◆ **Work request**
The required output is the exact sequence of lines from the line holding "of the blue" to the end of the records, inclusive.

*** Opening Data for the task ***

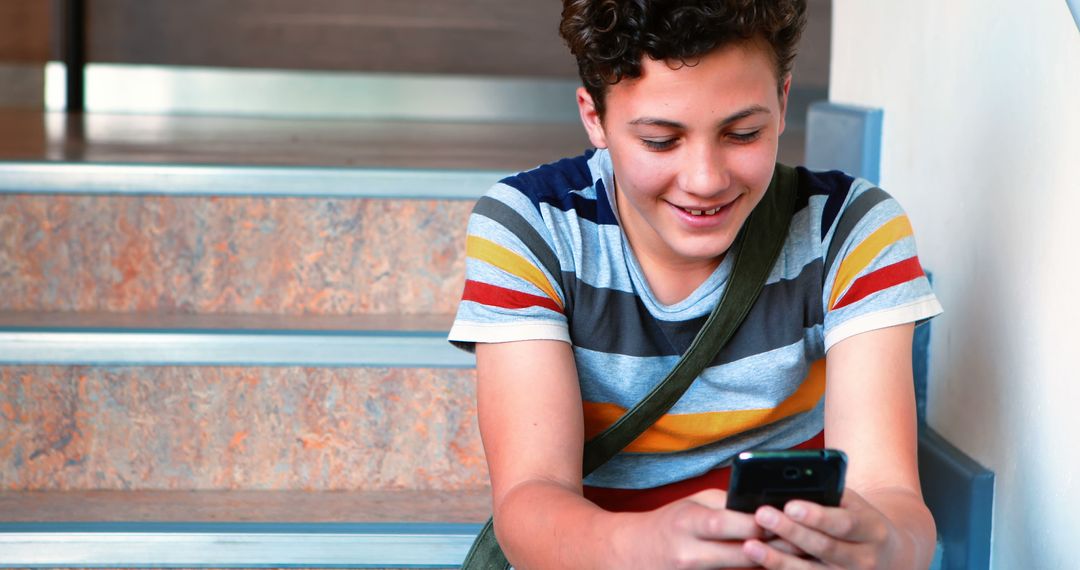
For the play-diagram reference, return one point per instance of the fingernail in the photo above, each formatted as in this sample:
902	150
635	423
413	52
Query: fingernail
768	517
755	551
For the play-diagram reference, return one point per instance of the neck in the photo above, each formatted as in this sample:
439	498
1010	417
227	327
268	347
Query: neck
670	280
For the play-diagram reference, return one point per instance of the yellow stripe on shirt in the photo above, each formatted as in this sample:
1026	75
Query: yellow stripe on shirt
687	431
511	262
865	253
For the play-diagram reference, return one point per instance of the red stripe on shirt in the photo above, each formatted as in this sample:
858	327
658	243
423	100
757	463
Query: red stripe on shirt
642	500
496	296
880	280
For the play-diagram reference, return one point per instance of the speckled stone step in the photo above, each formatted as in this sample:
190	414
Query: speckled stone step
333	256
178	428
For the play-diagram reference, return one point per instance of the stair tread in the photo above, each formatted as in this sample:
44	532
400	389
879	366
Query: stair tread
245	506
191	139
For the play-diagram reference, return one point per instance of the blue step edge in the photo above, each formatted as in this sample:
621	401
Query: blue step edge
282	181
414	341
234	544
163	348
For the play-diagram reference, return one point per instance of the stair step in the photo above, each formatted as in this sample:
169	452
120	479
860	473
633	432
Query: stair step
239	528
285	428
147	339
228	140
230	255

*** Closing Data for the task ***

◆ **Completed exercise**
For the play-diagram reference, return one point per instance of the blue step edge in the photo above, each formatted as in this sample:
621	401
Query: blue step edge
282	181
414	341
234	544
163	348
For the play-diagram reference, return one point per instance of the stair step in the photo above, each formatted as in this sample:
169	452
120	479
860	473
633	432
Query: stair step
239	528
285	428
147	339
228	140
230	255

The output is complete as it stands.